# Given data start
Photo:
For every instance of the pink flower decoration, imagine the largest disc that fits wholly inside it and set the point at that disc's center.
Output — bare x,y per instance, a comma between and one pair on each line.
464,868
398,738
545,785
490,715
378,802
# Given data end
#### To do:
Copy the material above word for word, keeping every line as it appears.

#### Task response:
Photo:
For every instance of the pink flower decoration, imagine the largest disc that fits wholly inside it and set the point at that disc's center.
Output — bare x,y per instance, a comma between and one pair on each line.
464,868
398,738
545,785
490,715
378,802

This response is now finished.